The task: Output each line of the records below as one string in a JSON list, omitting any blank lines.
━━ Extracted material ━━
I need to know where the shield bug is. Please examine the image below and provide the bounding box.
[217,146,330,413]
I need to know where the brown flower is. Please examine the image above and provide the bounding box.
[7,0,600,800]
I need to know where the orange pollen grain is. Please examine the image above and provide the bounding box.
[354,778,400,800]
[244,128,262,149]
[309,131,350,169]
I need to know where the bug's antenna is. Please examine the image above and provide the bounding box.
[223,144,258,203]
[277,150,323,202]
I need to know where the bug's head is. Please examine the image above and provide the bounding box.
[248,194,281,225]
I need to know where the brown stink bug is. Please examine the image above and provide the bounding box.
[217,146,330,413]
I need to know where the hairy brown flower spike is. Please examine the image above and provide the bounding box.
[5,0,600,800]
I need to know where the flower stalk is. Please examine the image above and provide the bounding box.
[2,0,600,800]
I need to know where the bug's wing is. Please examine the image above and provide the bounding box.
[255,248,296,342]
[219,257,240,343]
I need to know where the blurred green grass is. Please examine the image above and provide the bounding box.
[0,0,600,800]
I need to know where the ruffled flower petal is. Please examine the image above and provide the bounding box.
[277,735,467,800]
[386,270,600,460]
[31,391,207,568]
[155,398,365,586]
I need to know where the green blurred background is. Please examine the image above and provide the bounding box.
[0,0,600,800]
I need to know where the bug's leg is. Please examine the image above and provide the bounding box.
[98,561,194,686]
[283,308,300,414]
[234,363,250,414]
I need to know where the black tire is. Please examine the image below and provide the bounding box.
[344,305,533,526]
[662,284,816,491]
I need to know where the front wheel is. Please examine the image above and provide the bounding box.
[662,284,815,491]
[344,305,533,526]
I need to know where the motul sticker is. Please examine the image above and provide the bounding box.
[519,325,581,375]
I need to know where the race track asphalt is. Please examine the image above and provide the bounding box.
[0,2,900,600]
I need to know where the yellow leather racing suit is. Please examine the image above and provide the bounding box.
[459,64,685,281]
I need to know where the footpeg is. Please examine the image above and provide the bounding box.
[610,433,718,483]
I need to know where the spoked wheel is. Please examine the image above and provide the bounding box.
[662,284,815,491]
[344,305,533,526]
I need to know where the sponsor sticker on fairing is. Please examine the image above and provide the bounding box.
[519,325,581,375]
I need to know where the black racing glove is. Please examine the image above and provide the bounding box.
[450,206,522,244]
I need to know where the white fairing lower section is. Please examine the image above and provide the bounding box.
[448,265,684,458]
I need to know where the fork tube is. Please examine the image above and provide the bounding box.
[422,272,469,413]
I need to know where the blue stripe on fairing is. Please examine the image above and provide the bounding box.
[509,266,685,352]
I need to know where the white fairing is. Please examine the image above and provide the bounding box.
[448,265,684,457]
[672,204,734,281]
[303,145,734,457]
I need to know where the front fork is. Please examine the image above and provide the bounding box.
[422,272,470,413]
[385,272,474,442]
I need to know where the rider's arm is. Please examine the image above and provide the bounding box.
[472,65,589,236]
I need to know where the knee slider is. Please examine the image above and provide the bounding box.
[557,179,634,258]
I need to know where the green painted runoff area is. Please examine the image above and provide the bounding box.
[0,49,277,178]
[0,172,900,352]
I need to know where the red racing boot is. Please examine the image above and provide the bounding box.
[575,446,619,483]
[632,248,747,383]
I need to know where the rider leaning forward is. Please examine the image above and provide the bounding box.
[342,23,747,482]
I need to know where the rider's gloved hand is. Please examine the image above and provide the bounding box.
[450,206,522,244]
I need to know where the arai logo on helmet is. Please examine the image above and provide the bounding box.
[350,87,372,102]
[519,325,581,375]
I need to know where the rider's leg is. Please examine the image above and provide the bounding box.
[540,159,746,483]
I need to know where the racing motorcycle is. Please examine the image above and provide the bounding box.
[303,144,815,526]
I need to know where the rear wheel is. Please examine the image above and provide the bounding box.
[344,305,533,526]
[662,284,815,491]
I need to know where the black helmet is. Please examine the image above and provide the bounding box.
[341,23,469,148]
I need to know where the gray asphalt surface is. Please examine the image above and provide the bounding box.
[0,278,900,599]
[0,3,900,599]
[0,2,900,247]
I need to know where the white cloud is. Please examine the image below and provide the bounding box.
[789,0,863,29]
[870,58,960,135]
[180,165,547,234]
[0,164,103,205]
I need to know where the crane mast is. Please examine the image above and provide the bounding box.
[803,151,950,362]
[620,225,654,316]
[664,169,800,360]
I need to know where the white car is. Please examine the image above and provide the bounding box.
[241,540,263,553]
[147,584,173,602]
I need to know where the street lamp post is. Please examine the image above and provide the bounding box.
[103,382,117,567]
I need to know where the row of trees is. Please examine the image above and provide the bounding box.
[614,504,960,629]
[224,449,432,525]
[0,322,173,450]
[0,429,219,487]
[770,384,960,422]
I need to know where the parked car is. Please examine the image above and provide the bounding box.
━━━
Correct response:
[
  "I need to know where the shield bug is. Please examine the image below and provide the bounding box.",
  "[217,146,330,413]",
  "I need to know where the brown flower is. Please examine the image above and provide the bounding box.",
  "[7,0,600,800]",
  "I need to know where the orange pollen grain is. Please examine the image above and provide the bounding box.",
  "[354,778,400,800]",
  "[244,128,262,149]",
  "[309,131,350,169]",
  "I need to know where the bug's antenna is. Please examine the image above and provide the bounding box.",
  "[223,144,258,203]",
  "[277,150,323,202]",
  "I need to know where the bug's head is. Please examine the image above and provide the bounding box.",
  "[248,194,281,225]",
  "I need to know where the brown stink bug is. Please examine the image above and provide the bounding box.",
  "[217,146,330,413]",
  "I need to know where the hairy brown flower spike is. Please examine the image above and provide the bounding box.",
  "[5,0,600,800]",
  "I need to know where the flower stalk is. Please examine the image above and provide the bounding box.",
  "[2,0,600,800]",
  "I need to know where the bug's wing is. Please examine the image above and provide the bounding box.",
  "[255,248,296,342]",
  "[219,257,240,343]",
  "I need to know where the blurred green grass is. Please examine the image above and provide the bounding box.",
  "[0,0,600,800]",
  "I need to know where the ruffled flower petal is. Please examine the image above and provide the bounding box.",
  "[277,735,467,800]",
  "[386,270,600,460]",
  "[31,391,207,568]",
  "[155,398,365,586]",
  "I need to know where the green blurred background is. Please examine the image above and provide the bounding box.",
  "[0,0,600,800]",
  "I need to know where the bug's leg is. Please examine the image above and provide the bounding box.",
  "[98,561,194,686]",
  "[283,308,300,414]",
  "[234,363,250,414]",
  "I need to know where the black tire is. Please examine the image below and provide the bounding box.",
  "[344,305,533,526]",
  "[662,284,816,491]",
  "I need to know where the front wheel is. Please examine the image above and provide the bounding box.",
  "[662,284,815,491]",
  "[344,305,533,526]",
  "I need to know where the motul sticker is. Please examine the image above and provide the bounding box.",
  "[519,325,581,375]",
  "I need to know where the race track asphalt is. Please examine the image above and provide the bounding box.",
  "[0,2,900,600]",
  "I need to know where the yellow leather racing suit is. Please examine the image above and provide the bounding box.",
  "[459,64,685,281]",
  "I need to know where the footpeg is. Please examine the image above and provide the bounding box.",
  "[610,433,718,483]",
  "I need to know where the spoked wheel is. Please examine the image above and provide the bounding box.",
  "[662,284,815,491]",
  "[344,305,533,526]",
  "I need to know where the sponsor sticker on fairing is. Please examine the image above and provide the bounding box.",
  "[519,325,581,375]",
  "I need to know where the black racing glove is. Please examine the image above and provide the bounding box.",
  "[450,206,522,244]",
  "I need to know where the white fairing lower section is. Please examine the image above and provide the bounding box.",
  "[448,265,684,458]",
  "I need to know where the fork tube is. Please examine the image above and provide the bounding box.",
  "[422,272,469,413]",
  "I need to know where the blue stripe on fairing is. Please examine the image above and provide the bounding box.",
  "[509,266,685,352]",
  "I need to know where the white fairing is. Please examine the image above and provide the bounding box.",
  "[448,265,684,457]",
  "[672,204,734,281]",
  "[303,145,734,457]",
  "I need to know where the front fork is. Please examine the image above and provide the bounding box.",
  "[422,272,470,413]",
  "[385,272,474,442]",
  "I need to know where the rider's arm is. Please examine the image above and provide the bounding box.",
  "[472,65,589,236]",
  "I need to know where the knee slider is. Please examine the image above and provide the bounding box.",
  "[557,179,634,258]",
  "I need to know where the green painted runoff area is. Please examine the image above and provide the bounding box.",
  "[0,49,277,178]",
  "[0,172,900,352]",
  "I need to know where the red racing boot is. Please examine the image above and provide the bounding box.",
  "[575,446,619,483]",
  "[632,248,747,383]",
  "I need to know where the rider leaning forward is. Please examine the image above and provide the bounding box.",
  "[342,23,747,482]",
  "I need to know where the rider's gloved hand is. Please examine the image above and provide the bounding box.",
  "[450,206,522,244]",
  "I need to know where the arai logo on helmet is. Please examine the image above and provide the bounding box.",
  "[350,87,372,102]",
  "[519,325,581,375]",
  "I need to know where the rider's leg is. Please examine the image above and provide the bounding box.",
  "[540,159,746,483]",
  "I need to know where the racing motorcycle is. Please examine the image above and provide the bounding box.",
  "[303,144,815,526]",
  "I need to know where the rear wheel is. Please examine the image above and provide the bounding box.",
  "[344,305,533,526]",
  "[662,284,815,491]",
  "I need to know where the black helmet is. Please examine the image above and provide the bounding box.",
  "[341,23,469,148]",
  "I need to know where the gray asphalt surface is. Please examine the image above and provide the bounding box.",
  "[0,278,900,599]",
  "[0,3,900,599]",
  "[0,2,900,247]",
  "I need to know where the white cloud is. Please examine the image below and provide the bounding box.",
  "[789,0,863,29]",
  "[870,58,960,135]",
  "[180,165,547,234]",
  "[0,164,103,205]",
  "I need to know where the crane mast is. Please examine the image above and provide the bounding box.",
  "[803,151,950,362]",
  "[620,225,654,316]",
  "[664,169,800,360]",
  "I need to know where the white car is. Please examine the image above and provide the bounding box.",
  "[241,540,263,553]",
  "[147,584,173,602]",
  "I need to know where the street lamp post is. Please examine the image above and provide the bounding box.",
  "[103,382,117,567]",
  "I need to know where the row of trees is. Please examine the image above and provide the bounding box.",
  "[614,504,960,629]",
  "[224,449,432,525]",
  "[0,322,173,450]",
  "[0,429,219,487]",
  "[770,384,960,422]",
  "I need to know where the parked car is. Please examine the image above and provide the bounding box."
]